### [WHAT YOU ARE ASKED TO DO]
Here the requirement is to repeat every record exactly, in full.

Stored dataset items

------------------------------------------------

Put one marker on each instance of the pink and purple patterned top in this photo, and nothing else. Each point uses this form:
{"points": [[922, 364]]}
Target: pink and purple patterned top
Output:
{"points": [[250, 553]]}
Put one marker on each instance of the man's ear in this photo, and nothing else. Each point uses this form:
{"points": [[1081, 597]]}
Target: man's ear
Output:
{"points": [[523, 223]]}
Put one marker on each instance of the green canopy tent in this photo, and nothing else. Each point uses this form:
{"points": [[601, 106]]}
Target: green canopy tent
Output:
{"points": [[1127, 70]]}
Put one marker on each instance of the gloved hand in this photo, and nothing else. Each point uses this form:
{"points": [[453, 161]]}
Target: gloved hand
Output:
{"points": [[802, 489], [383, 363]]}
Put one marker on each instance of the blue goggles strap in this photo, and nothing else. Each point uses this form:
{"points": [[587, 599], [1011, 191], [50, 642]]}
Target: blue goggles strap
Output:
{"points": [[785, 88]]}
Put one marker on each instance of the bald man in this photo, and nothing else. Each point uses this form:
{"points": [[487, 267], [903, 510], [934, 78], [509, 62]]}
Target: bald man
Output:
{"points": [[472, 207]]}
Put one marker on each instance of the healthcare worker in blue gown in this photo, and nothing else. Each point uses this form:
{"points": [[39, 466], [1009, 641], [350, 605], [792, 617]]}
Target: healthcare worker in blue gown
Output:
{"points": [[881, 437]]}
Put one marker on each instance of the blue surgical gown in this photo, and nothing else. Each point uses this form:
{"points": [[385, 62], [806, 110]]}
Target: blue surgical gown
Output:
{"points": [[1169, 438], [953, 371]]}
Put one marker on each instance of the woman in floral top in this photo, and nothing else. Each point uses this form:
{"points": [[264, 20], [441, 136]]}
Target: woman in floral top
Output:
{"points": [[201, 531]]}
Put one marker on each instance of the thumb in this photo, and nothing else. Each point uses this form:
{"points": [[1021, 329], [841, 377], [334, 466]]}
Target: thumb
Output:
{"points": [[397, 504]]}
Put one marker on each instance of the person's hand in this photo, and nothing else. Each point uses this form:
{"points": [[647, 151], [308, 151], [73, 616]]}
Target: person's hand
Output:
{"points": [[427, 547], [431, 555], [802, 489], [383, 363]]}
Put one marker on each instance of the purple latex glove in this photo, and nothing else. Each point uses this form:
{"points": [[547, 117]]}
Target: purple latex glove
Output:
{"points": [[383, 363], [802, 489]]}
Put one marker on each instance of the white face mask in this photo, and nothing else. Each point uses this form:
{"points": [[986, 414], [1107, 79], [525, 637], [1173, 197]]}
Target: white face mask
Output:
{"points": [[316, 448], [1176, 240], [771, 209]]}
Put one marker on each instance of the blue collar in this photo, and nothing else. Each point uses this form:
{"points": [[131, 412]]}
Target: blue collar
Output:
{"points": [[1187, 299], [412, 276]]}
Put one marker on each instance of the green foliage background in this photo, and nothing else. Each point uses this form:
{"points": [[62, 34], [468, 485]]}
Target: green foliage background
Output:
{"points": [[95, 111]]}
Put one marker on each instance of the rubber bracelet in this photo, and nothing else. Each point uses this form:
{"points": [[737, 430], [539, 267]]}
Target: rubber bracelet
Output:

------------------------------------------------

### [RESULT]
Put one marker on each instance of the pink and purple patterned top in this photo, and nothing else. Each point uses this form:
{"points": [[922, 364]]}
Target: pink and purple patterned top
Output:
{"points": [[250, 553]]}
Put one marker on each instance of the man's ear in this photo, and nothing else. Each point uses this form:
{"points": [[1081, 597]]}
Target: man's ear
Output:
{"points": [[523, 223]]}
Put one marker on each instance of the green canopy tent in this photo, and nothing else. Each point uses this form:
{"points": [[601, 106]]}
Target: green canopy tent
Output:
{"points": [[1127, 70]]}
Put one marker on each instance of the gloved hand in this photo, and nothing else. Each point uses this form:
{"points": [[453, 161]]}
Target: gloved hand
Output:
{"points": [[802, 489], [383, 363]]}
Put one marker on each instance of the blue goggles strap in this photo, and nothing else. Each point uses this form:
{"points": [[587, 599], [1011, 191], [50, 642]]}
Target: blue goggles strap
Output:
{"points": [[785, 88]]}
Put one marker on each instance of the bald man in this photo, and nothing else. Each point uses this form:
{"points": [[487, 267], [903, 510], [934, 78], [509, 62]]}
Target: bald man
Output:
{"points": [[472, 207]]}
Put one marker on each instance of the healthcare worker in blue gown in this photo, and nothing else. Each point uses this form:
{"points": [[39, 466], [1009, 641], [350, 605], [792, 617]]}
Target: healthcare worker in blue gown
Output:
{"points": [[881, 437]]}
Put one marker on each instance of the blue surgical gown in this photo, and nothing else. Each point uses this form:
{"points": [[385, 62], [806, 110]]}
Target: blue surgical gown
Output:
{"points": [[1169, 438], [953, 371]]}
Put one marker on each instance of the woman in floral top in this photo, and nothing else. Each point uses this form:
{"points": [[264, 20], [441, 136]]}
Target: woman in floral top
Output:
{"points": [[201, 531]]}
Put one marker on each instance of the thumb in this photo, and nothing else. Each point uses this form:
{"points": [[1021, 329], [841, 377], [334, 466]]}
Target: thumb
Output:
{"points": [[397, 504]]}
Put one marker on each instance of the person's hand in this photo, and nothing else. Each point uses this form:
{"points": [[647, 151], [308, 151], [73, 616]]}
Target: person's hand
Output:
{"points": [[427, 547], [431, 555], [802, 489], [383, 363]]}
Put one marker on each instance of the purple latex glove in this photo, and nothing else. Each point uses this form:
{"points": [[547, 117]]}
Target: purple latex glove
Output:
{"points": [[383, 363], [802, 489]]}
Put one marker on each instance of the white face mask in this photo, and nothing else. Each point uses this form:
{"points": [[986, 414], [1107, 79], [525, 637], [1173, 197]]}
Target: white face mask
Output:
{"points": [[316, 448], [1176, 240], [771, 209]]}
Put one marker on each instance of the blue collar in this photo, and nothing else. Each point uses this form:
{"points": [[131, 412]]}
Target: blue collar
Output:
{"points": [[1187, 299], [412, 276]]}
Put one marker on each instance of the green foliage background in this photo, and nothing else. Each point uses this form:
{"points": [[62, 34], [468, 485]]}
Target: green foliage background
Output:
{"points": [[95, 111]]}
Put one marker on each instance of the rubber bracelet in this photo, and nothing else. Each point uses this form:
{"points": [[737, 430], [539, 267]]}
Target: rubber bracelet
Output:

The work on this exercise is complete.